**WRITTEN TASK:** Reproduce verbatim the lines of the records beginning with the line that contains "outline --target=suv rear" and continuing through the line that contains "Mark the region of every instance of the suv rear", both included.

**EXERCISE INPUT:**
--*--

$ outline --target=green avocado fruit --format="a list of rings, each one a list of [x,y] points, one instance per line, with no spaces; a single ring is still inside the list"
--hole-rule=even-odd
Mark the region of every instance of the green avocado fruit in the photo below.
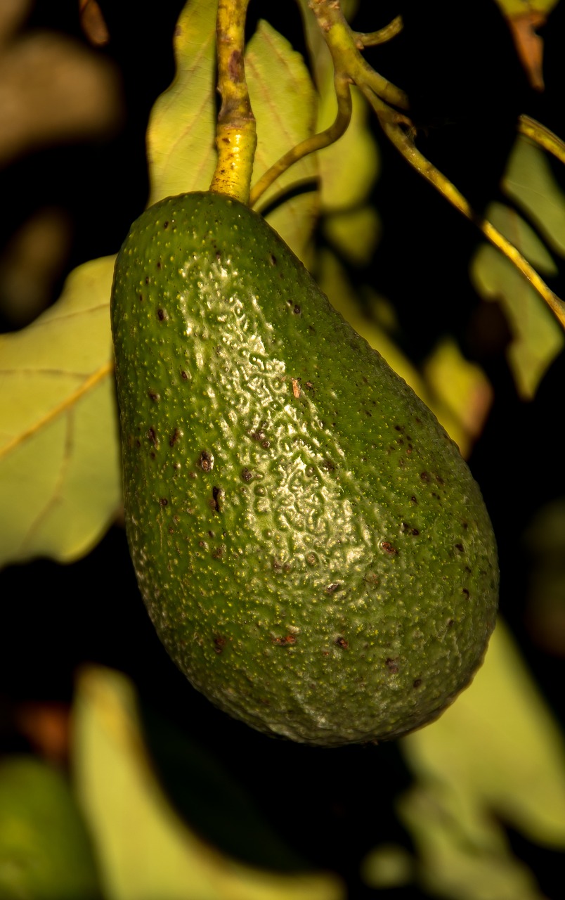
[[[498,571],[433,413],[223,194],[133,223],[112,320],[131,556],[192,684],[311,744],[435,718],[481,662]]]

--*--

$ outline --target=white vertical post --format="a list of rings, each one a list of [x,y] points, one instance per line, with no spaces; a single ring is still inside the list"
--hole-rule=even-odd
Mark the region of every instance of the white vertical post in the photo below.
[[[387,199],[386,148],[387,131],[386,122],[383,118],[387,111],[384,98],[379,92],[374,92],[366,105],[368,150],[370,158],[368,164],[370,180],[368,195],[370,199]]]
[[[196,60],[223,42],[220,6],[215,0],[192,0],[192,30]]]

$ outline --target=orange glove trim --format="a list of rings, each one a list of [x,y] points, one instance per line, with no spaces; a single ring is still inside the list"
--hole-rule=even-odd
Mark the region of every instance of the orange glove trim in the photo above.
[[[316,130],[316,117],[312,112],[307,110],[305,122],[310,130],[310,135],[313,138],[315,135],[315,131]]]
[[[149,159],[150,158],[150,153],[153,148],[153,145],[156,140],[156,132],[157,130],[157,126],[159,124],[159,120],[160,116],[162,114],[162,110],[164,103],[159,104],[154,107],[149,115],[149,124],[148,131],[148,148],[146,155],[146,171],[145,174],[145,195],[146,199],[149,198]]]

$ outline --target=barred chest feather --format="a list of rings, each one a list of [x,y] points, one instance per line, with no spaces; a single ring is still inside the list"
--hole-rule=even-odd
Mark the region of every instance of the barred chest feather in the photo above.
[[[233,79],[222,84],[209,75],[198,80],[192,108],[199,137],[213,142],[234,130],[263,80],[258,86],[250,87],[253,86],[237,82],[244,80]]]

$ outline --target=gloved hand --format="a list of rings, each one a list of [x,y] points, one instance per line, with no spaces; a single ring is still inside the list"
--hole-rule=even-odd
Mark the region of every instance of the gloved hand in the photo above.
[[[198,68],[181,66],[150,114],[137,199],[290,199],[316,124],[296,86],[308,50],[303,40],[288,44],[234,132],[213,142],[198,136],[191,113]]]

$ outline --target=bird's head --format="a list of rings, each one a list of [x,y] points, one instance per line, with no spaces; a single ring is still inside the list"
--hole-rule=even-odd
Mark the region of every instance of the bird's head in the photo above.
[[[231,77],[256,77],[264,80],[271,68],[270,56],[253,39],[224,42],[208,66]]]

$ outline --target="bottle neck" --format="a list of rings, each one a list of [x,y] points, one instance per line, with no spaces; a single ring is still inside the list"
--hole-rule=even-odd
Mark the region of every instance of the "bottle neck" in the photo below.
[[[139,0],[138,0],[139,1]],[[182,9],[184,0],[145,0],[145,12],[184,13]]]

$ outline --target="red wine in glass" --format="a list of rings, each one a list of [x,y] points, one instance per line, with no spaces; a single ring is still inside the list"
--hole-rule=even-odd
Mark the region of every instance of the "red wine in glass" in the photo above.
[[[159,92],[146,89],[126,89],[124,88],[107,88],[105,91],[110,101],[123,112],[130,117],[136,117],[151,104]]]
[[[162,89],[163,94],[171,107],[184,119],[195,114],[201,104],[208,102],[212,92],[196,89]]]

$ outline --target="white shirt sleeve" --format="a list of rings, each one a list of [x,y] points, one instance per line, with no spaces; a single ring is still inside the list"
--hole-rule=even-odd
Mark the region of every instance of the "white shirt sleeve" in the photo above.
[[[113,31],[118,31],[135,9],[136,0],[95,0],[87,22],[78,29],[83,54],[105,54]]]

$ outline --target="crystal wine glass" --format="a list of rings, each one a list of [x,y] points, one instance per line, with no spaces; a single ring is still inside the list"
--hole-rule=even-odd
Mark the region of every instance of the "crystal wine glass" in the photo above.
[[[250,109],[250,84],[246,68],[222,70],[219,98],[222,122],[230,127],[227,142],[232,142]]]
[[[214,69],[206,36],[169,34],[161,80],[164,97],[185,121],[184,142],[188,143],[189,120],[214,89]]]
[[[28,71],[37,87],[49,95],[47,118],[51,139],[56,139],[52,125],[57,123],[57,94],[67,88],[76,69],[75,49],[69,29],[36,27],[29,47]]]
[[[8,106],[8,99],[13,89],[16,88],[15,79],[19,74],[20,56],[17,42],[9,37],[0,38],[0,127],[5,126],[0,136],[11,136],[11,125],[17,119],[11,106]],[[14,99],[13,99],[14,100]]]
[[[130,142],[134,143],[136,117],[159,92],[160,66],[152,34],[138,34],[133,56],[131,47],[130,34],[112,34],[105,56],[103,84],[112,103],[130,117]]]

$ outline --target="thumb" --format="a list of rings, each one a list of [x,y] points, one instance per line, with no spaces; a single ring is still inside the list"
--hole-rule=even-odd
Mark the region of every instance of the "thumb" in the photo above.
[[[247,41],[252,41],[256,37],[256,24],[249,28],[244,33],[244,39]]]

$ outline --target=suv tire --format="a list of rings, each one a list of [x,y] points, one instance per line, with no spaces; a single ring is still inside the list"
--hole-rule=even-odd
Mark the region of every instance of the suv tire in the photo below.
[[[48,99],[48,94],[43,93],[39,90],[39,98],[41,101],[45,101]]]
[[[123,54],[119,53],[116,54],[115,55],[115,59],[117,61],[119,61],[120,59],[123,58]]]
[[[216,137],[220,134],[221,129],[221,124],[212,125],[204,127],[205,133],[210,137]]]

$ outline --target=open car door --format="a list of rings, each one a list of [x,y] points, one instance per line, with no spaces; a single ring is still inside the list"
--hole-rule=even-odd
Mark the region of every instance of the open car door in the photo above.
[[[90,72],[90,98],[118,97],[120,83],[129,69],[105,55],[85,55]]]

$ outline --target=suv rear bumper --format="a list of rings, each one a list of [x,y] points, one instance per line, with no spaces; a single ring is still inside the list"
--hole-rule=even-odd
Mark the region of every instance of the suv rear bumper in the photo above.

--*--

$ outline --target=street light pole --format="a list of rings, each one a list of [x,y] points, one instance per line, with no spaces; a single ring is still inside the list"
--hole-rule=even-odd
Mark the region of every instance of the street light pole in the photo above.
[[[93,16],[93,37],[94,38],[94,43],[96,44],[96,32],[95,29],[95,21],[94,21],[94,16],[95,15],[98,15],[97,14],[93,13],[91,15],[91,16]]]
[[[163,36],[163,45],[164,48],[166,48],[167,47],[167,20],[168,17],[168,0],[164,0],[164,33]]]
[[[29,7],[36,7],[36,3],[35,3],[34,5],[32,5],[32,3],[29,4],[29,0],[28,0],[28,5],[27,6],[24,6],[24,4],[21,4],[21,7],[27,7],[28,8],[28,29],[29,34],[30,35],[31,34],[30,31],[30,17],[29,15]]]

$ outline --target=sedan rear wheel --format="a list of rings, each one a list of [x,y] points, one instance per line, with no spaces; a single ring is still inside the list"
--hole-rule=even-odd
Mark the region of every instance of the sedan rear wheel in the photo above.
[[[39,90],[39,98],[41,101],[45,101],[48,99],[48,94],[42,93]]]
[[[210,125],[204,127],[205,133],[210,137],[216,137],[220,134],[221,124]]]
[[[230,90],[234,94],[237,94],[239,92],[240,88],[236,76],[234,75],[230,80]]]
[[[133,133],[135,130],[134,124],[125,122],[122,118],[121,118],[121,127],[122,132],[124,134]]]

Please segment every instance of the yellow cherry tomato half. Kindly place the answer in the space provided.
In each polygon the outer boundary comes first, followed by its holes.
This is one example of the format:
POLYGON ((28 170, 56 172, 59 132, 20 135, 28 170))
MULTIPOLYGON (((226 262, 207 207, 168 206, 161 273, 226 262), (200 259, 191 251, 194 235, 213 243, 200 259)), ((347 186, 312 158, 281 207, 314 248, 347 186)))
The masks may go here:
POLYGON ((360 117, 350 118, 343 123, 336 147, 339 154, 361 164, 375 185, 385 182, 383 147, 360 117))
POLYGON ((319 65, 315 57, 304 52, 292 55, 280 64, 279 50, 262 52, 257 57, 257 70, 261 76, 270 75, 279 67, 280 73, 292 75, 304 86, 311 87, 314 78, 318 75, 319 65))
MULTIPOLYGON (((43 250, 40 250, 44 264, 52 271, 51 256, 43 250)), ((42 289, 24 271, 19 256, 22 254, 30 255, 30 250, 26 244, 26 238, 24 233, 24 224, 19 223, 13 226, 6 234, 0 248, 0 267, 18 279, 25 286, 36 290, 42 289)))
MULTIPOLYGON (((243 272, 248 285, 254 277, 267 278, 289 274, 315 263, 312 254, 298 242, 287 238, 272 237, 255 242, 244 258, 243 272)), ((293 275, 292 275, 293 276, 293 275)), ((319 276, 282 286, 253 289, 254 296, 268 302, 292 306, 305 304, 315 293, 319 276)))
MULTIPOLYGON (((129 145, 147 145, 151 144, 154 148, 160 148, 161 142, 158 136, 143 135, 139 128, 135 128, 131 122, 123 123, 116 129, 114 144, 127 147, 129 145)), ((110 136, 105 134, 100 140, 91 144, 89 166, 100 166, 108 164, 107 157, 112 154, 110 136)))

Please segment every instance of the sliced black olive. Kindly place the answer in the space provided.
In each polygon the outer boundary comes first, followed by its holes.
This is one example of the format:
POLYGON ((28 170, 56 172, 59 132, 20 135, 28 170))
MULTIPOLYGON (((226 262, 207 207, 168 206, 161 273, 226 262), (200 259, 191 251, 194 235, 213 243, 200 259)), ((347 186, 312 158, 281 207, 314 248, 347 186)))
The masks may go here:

--*--

**THE SOLUTION:**
$ outline --target=suv rear bumper --format="a list of rings, each one a list of [x,y] points, one instance per line, with no spaces; a single ring is still inside the list"
--hole-rule=even-odd
Mark the region of every instance of the suv rear bumper in the photo above.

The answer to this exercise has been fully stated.